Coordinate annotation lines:
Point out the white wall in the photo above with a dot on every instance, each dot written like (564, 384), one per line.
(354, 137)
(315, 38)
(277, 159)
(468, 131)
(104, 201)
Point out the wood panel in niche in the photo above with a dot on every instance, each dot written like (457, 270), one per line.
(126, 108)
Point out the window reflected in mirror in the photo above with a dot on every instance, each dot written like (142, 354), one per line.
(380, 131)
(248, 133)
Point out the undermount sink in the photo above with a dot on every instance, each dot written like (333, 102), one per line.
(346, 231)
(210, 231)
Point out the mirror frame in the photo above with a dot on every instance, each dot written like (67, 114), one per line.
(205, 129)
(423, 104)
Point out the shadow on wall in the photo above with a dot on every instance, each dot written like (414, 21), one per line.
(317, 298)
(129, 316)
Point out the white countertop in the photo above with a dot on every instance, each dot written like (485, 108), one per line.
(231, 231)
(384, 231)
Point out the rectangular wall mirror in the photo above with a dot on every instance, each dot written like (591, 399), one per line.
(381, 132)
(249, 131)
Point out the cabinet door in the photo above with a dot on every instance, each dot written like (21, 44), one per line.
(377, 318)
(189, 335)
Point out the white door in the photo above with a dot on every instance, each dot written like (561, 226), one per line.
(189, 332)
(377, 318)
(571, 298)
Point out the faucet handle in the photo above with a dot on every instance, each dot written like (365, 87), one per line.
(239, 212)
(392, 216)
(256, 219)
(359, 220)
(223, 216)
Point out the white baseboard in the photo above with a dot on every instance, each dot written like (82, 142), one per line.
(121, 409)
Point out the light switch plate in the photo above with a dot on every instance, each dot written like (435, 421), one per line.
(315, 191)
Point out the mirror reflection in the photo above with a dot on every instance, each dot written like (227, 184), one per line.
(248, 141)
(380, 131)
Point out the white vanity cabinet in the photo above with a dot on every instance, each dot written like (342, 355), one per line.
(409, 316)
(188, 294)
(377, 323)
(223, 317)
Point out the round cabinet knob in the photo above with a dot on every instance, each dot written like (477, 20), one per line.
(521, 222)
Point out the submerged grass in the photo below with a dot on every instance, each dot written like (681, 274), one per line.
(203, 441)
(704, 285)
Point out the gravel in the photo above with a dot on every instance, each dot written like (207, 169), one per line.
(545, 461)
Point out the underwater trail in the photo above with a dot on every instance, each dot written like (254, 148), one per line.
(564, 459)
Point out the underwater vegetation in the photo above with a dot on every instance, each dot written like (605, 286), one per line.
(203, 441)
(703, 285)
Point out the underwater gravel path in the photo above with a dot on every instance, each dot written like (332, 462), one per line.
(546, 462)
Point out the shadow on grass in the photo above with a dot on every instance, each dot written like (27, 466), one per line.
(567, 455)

> SET EXERCISE
Please copy out every one of the lines above word for word.

> TASK RESPONSE
Point out the white wall in the photo above with a dot on every instance, each dot written like (564, 384), one per line.
(354, 137)
(315, 38)
(277, 159)
(468, 131)
(104, 201)
Point out the wood panel in niche in the photo above with a dot on every instance, each dot written like (457, 270), one per line.
(126, 108)
Point out the window reflected in mirror in the photo above with a dot on every instance, each dot written like (142, 354), one per line.
(380, 131)
(248, 133)
Point out the undermount sink in the photo above with a dot on every instance, each dot written like (333, 102), one per line.
(346, 231)
(210, 231)
Point out the mirror frame in the photo above with a dot on every instance, each dot written like (67, 114), one per line.
(205, 129)
(423, 104)
Point out the shadow on wall in the photo above with a dot on every instance, each dot written like (414, 21), one per line.
(317, 298)
(129, 316)
Point out the white countertop in the photo above with a dot on every instance, each dot written like (485, 108), one per line.
(231, 231)
(384, 231)
Point out the rectangular wall mirror in the photo above with a dot on every instance, each dot written like (591, 399), one per line.
(381, 132)
(249, 131)
Point out the cabinet door in the photo above with a dot on every instance, each dot written like (21, 44), one per line.
(377, 318)
(189, 335)
Point out the white door in the photo above with a dot on every instance, each dot written like (561, 226), one per line.
(189, 332)
(377, 318)
(571, 298)
Point out the faucet handle in the photo above with a dot on every instance, each dot written like (365, 87), one per line.
(239, 212)
(392, 216)
(256, 219)
(359, 220)
(223, 216)
Point out the white baseboard in the photo above with a dot on every instance, each dot written like (82, 142), one per line.
(121, 409)
Point out the light switch plate in the photo above with a dot on every instance, each dot written like (435, 421), one per line.
(315, 191)
Point out the mirror reflection in the photo above with a dot on every instance, each dot written like (227, 184), one per line.
(248, 141)
(380, 131)
Point out the white vanity cabinet in the photo above with a dot on every instance, each dot written like (342, 355), one per line.
(409, 316)
(188, 294)
(377, 323)
(223, 317)
Point out the round cabinet knob in the photo above with a dot on every instance, each dot written like (477, 20), one per line.
(521, 222)
Point out the submerged grass in the photo below with a dot on every instance, each dot written like (681, 274), one per line.
(203, 441)
(704, 285)
Point out the gravel in the photo above with a dot on every instance, each dot written like (207, 169), one per line.
(545, 461)
Point out the underwater trail in the photo above with a dot on every instance, each dot written like (254, 148), one per line.
(564, 459)
Point out the underwater vegetation in the photo above with a dot on every instance, each dot written like (605, 286), one per line.
(203, 441)
(703, 285)
Point out the underwater gravel path in the photo above with a dot on every instance, each dot written like (332, 462), one per line.
(546, 462)
Point out the shadow on grass in the photo above with a dot on every instance, each dot written like (27, 466), one per line.
(567, 455)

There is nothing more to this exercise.